• **EXCERPTED RECORDS**:

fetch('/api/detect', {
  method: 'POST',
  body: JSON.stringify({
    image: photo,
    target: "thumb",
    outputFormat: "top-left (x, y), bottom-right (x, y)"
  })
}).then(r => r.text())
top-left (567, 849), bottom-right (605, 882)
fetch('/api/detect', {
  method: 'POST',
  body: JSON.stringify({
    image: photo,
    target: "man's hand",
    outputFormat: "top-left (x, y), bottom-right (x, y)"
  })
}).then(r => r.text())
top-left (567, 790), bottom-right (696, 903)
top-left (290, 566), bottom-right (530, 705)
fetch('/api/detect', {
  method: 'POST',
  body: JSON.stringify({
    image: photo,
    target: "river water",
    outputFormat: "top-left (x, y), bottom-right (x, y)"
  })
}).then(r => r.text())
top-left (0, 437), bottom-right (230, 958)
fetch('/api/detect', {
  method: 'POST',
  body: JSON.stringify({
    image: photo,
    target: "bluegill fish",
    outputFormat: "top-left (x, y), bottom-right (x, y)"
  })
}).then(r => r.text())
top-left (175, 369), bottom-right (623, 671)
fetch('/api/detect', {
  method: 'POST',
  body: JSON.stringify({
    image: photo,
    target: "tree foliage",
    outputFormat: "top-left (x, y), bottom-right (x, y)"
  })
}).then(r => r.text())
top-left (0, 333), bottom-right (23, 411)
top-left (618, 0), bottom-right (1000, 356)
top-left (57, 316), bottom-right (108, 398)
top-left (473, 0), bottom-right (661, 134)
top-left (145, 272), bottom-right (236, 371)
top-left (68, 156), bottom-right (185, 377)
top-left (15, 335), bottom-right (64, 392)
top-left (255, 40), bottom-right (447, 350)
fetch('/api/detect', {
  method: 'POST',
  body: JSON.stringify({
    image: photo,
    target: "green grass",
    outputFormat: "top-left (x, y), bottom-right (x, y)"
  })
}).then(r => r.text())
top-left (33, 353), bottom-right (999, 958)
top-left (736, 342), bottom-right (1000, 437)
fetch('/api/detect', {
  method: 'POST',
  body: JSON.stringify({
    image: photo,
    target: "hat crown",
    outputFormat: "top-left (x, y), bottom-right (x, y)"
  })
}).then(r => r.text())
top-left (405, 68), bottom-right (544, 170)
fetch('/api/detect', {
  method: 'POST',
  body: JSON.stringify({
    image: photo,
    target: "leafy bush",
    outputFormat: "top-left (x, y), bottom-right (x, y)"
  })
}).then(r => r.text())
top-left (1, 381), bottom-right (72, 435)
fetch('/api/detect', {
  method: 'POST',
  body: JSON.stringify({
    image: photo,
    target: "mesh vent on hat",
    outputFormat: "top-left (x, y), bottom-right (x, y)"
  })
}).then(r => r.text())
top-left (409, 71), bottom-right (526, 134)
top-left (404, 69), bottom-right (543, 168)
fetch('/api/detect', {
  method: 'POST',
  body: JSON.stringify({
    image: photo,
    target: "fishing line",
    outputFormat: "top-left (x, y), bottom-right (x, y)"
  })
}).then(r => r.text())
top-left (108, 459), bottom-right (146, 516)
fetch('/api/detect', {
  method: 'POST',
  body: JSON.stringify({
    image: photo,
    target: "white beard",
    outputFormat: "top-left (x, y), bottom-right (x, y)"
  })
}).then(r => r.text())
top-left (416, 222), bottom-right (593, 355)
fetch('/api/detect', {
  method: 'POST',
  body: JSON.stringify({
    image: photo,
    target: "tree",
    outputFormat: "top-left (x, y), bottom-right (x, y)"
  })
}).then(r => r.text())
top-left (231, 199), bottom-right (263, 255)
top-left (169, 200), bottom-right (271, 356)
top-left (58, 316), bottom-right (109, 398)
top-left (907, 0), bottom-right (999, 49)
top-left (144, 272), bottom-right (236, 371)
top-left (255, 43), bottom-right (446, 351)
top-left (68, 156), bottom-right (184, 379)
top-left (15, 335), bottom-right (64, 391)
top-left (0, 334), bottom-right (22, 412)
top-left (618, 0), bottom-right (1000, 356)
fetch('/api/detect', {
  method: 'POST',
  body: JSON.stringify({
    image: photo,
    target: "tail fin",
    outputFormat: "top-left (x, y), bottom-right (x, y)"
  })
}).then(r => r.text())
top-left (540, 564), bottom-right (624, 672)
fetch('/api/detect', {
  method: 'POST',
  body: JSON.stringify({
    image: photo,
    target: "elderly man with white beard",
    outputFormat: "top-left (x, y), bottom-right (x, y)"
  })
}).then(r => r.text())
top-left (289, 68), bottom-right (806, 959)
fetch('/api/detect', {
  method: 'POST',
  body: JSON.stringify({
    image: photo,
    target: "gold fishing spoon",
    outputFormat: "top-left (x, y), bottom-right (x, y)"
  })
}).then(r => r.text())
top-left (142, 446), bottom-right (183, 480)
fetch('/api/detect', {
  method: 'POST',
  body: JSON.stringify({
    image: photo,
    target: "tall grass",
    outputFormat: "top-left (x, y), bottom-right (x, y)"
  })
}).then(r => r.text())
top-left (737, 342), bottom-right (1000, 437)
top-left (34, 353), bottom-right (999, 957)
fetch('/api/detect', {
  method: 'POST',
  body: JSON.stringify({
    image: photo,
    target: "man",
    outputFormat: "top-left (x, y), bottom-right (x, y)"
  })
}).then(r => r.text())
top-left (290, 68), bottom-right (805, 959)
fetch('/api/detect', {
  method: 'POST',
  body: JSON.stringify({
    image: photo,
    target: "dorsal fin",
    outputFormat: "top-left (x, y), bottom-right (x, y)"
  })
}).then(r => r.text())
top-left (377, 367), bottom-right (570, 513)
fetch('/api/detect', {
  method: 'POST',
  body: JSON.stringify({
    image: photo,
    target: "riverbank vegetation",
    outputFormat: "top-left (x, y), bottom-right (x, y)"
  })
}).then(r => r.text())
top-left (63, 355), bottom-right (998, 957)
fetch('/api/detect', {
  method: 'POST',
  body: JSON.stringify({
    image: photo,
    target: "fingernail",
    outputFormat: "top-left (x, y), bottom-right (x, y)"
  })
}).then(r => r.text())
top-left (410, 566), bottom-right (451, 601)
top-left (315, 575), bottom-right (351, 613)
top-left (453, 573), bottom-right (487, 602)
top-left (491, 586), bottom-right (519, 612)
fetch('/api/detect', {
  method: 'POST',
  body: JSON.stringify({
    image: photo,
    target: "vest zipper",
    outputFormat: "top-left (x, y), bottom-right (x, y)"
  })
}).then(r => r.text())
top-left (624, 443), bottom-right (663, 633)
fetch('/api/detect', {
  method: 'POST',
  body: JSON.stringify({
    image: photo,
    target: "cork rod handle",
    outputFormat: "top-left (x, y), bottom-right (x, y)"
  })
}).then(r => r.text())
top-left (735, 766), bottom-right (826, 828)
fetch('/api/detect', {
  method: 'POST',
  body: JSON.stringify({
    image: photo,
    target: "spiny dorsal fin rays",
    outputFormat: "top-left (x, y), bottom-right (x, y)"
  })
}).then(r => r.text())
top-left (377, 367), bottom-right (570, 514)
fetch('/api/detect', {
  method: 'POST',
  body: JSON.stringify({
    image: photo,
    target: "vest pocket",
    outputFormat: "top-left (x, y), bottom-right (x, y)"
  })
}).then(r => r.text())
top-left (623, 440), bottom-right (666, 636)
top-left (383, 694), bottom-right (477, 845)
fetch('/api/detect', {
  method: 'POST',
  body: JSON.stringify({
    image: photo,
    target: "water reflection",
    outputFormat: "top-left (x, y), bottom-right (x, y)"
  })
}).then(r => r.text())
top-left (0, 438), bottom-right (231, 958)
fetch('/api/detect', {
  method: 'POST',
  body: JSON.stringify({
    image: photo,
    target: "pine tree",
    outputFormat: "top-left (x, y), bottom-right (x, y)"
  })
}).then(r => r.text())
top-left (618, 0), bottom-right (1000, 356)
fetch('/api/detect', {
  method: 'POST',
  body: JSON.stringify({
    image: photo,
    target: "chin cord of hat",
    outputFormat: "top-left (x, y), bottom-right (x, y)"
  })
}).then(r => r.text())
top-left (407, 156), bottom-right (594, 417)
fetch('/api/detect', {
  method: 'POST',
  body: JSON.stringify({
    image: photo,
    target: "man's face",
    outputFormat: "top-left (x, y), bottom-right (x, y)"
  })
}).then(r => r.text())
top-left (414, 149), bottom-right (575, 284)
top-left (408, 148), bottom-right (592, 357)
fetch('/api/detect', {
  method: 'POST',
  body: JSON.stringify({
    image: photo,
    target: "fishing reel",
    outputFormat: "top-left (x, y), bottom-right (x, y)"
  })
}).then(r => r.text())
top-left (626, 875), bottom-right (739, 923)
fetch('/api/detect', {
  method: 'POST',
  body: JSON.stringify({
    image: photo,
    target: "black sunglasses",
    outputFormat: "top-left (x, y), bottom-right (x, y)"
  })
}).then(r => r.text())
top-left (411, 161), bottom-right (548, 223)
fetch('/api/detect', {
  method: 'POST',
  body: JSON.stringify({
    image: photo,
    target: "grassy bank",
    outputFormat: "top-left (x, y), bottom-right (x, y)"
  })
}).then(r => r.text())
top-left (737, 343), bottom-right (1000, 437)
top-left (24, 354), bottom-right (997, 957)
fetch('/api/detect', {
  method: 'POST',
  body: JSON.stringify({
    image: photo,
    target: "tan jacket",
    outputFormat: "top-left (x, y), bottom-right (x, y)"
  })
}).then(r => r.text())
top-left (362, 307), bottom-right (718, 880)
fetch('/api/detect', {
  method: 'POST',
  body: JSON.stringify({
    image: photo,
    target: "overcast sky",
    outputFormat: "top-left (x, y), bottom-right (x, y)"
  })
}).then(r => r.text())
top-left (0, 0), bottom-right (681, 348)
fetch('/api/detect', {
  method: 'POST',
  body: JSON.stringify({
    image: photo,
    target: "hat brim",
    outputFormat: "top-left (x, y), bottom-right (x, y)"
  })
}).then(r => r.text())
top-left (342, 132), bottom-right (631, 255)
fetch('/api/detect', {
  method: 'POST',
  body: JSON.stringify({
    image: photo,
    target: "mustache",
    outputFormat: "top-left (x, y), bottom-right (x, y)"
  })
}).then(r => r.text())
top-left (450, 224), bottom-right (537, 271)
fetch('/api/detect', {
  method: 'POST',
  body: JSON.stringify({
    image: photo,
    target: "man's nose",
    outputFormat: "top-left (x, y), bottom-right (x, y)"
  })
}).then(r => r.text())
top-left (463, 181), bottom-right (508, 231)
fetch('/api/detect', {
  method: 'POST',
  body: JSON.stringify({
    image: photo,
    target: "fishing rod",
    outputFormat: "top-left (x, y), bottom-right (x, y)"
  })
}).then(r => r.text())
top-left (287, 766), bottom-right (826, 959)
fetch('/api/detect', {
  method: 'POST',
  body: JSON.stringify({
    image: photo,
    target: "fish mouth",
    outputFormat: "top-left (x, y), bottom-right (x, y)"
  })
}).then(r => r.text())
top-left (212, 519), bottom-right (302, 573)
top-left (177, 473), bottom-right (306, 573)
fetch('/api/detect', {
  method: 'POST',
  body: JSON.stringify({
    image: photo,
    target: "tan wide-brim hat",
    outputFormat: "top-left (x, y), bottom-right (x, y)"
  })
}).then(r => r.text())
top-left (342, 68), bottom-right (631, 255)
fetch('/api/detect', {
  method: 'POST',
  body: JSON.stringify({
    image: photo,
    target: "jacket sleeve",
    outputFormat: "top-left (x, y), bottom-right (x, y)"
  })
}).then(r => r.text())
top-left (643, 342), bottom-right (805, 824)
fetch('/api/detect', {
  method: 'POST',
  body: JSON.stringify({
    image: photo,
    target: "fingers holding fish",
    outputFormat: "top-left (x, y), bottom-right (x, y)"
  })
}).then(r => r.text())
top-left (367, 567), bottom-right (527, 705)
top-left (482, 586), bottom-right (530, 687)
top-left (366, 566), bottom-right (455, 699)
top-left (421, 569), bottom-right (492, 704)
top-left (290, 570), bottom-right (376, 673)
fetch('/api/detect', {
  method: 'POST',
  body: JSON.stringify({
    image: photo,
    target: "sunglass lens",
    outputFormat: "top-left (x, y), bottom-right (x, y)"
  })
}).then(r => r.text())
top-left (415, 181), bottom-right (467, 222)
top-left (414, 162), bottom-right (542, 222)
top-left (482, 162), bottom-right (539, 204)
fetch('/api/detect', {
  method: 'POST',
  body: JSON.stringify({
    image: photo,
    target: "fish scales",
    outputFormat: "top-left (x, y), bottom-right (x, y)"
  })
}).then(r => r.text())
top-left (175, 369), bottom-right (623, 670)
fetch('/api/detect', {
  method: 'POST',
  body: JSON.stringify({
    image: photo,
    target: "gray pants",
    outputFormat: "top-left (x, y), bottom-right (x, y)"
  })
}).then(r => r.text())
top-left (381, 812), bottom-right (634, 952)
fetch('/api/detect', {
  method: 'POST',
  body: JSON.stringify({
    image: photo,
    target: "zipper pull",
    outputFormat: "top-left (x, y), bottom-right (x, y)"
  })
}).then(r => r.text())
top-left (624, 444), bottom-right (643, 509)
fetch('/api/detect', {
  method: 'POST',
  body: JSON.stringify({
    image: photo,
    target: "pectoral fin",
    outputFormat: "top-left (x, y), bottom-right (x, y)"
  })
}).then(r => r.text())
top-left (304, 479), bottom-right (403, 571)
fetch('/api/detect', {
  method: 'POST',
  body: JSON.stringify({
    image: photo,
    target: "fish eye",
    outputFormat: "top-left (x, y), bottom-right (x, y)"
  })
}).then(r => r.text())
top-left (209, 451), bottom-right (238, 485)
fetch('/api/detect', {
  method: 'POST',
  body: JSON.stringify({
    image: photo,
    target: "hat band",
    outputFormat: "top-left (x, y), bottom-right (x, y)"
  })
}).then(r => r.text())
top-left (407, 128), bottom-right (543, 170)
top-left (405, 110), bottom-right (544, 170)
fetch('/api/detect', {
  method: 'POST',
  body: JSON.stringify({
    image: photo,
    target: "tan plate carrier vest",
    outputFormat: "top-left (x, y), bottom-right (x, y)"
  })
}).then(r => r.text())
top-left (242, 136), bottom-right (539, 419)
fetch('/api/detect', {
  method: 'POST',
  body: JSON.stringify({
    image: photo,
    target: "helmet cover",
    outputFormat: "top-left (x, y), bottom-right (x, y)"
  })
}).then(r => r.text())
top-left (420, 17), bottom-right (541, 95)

• **HOW TO COMPLETE THIS TASK**: How many lines of the material above hold the string "beard"? Reply with the number and nothing else.

• **YOUR SOLUTION**: 2